■ **SOURCE DOCUMENT**
## begin

Personal Treasures, Betty Smalley

Since 1875 Weston Park Museum has been a depository for artefacts made and used in Sheffield and the region. The collections include archaeology, ethnography and numismatics, natural history, decorative art and social history. While the museum has always attracted large numbers of visitors, in recent years the displays grew tired and dated no longer meeting the needs of modern audiences. The building was in desperate need of structural repair and the collections that it was built to house were being put at risk by the deterioration. Visitors to the museum on rainy days were equally appalled and amused by the motley collection of buckets placed at strategic points throughout the building and the look of resignation and frustration on the faces of front of house staff.

In March 2003, after almost 130 years of displays and exhibitions, enquiries and lectures, the doors of the museum were finally closed to visitors and work began on the transformation. Research conducted during July 2002 had shown that families and schools made up the biggest percentage of visitors to the museum.2 In order to further develop this audience and nurture visits from independent adults the displays and resources surely had to take their needs and expectations into account.

Displays had to be visually exciting and engaging, the language clear and accessible, the building welcoming and inclusive. The ambition was to offer interactive and multi-layered displays that would provide access to different amounts of information depending on the visitor’s own needs. The new museum was imagined as a place to discover the world around us, to create through exploration and interaction, to explore the collections and exhibitions and to enjoy a warm, welcoming and inspiring environment.

Social History Collections

At the heart of this vision sits Sheffield’s extensive collections covering many different disciplines. The remit of the social history collections, for example, is ‘to represent the everyday and exceptional lives of Sheffield’s people from 1500 to the present day’. The collections contain some 25,000 objects which play an important role in the official history and collective memory of life in Sheffield. They include costumes and textiles, domestic cleaning and food preparation equipment, musical instruments, office equipment, weights and measures, toys, material relating to war, work and education, and the interiors of a number of Sheffield shops. In the 1970s the emphasis shifted away from simply acquiring the typical towards collecting material that reflected the experiences of the working classes, objects that reflected the pattern of life on a day to day level in the home, at work and beyond. Curators began to collect the stories, photographs, anecdotes and ephemera that supported the object as well as the item itself. As a result the collections have the potential to tell a complex, intimate and real story of the city and its people. Like other major regional cities Sheffield has a huge and complicated history, the job of selecting which stories to tell, which stories to leave out was a major challenge.

## end

■ **AIM**
Return the entire Weston Park Museum text word for word, without any changes.

■ **EXCERPTED DATA**
## begin

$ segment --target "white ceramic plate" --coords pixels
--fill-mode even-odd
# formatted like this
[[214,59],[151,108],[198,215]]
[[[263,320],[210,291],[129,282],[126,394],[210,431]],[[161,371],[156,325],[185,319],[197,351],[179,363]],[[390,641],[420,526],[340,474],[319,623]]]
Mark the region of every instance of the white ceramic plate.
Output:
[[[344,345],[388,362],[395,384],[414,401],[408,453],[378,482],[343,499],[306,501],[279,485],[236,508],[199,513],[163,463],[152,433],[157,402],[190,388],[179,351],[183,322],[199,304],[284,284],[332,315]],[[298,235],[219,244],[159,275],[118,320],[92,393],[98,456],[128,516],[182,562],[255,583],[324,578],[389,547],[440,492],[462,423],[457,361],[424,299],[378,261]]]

## end

■ **TASK ANSWER**
Personal Treasures, Betty Smalley

Since 1875 Weston Park Museum has been a depository for artefacts made and used in Sheffield and the region. The collections include archaeology, ethnography and numismatics, natural history, decorative art and social history. While the museum has always attracted large numbers of visitors, in recent years the displays grew tired and dated no longer meeting the needs of modern audiences. The building was in desperate need of structural repair and the collections that it was built to house were being put at risk by the deterioration. Visitors to the museum on rainy days were equally appalled and amused by the motley collection of buckets placed at strategic points throughout the building and the look of resignation and frustration on the faces of front of house staff.

In March 2003, after almost 130 years of displays and exhibitions, enquiries and lectures, the doors of the museum were finally closed to visitors and work began on the transformation. Research conducted during July 2002 had shown that families and schools made up the biggest percentage of visitors to the museum.2 In order to further develop this audience and nurture visits from independent adults the displays and resources surely had to take their needs and expectations into account.

Displays had to be visually exciting and engaging, the language clear and accessible, the building welcoming and inclusive. The ambition was to offer interactive and multi-layered displays that would provide access to different amounts of information depending on the visitor’s own needs. The new museum was imagined as a place to discover the world around us, to create through exploration and interaction, to explore the collections and exhibitions and to enjoy a warm, welcoming and inspiring environment.

Social History Collections

At the heart of this vision sits Sheffield’s extensive collections covering many different disciplines. The remit of the social history collections, for example, is ‘to represent the everyday and exceptional lives of Sheffield’s people from 1500 to the present day’. The collections contain some 25,000 objects which play an important role in the official history and collective memory of life in Sheffield. They include costumes and textiles, domestic cleaning and food preparation equipment, musical instruments, office equipment, weights and measures, toys, material relating to war, work and education, and the interiors of a number of Sheffield shops. In the 1970s the emphasis shifted away from simply acquiring the typical towards collecting material that reflected the experiences of the working classes, objects that reflected the pattern of life on a day to day level in the home, at work and beyond. Curators began to collect the stories, photographs, anecdotes and ephemera that supported the object as well as the item itself. As a result the collections have the potential to tell a complex, intimate and real story of the city and its people. Like other major regional cities Sheffield has a huge and complicated history, the job of selecting which stories to tell, which stories to leave out was a major challenge.